YOUR TASK:
Convert every line of the records below into a JSON list of strings, one string per line, omitting blank lines and the pictures.

-- BEGIN RECORDS SUPPLIED --

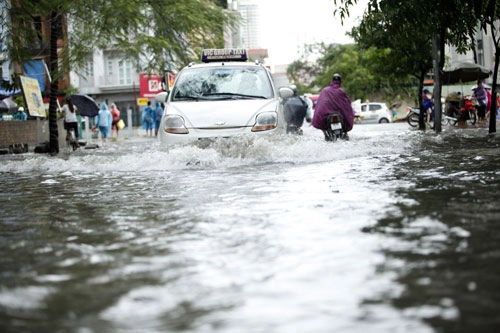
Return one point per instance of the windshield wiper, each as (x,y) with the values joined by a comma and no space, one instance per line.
(235,96)
(189,98)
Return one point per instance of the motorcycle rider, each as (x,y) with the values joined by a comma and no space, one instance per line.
(428,104)
(295,110)
(333,99)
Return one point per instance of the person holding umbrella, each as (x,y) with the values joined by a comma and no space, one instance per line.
(104,121)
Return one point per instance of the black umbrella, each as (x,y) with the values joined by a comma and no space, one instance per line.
(85,104)
(8,106)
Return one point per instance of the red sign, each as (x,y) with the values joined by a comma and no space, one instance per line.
(150,85)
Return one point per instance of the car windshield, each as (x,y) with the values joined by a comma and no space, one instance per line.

-- END RECORDS SUPPLIED --

WRITTEN ANSWER:
[
  "Return one point per instance of the windshield wiper, each as (x,y) with the values joined by a comma and no space, one instance per line.",
  "(235,96)",
  "(189,98)",
  "Return one point per instance of the motorcycle rider, each as (x,y) with the values joined by a comma and no space, one instance per line.",
  "(428,104)",
  "(295,110)",
  "(333,99)",
  "Return one point per instance of the person holding umbrella, each as (x,y) with the values joined by a comma and no space, one instance per line.",
  "(104,121)",
  "Return one point per instance of the black umbrella, each as (x,y) with the values joined by a comma and no space, one instance per line.",
  "(85,104)",
  "(8,106)",
  "Return one point per instance of the red sign, each as (x,y) with the values joined by a comma and no space, one instance per line.",
  "(150,85)",
  "Return one point per instance of the car windshield, each as (x,y) with the values joined by a comma and no space, one instance per line."
]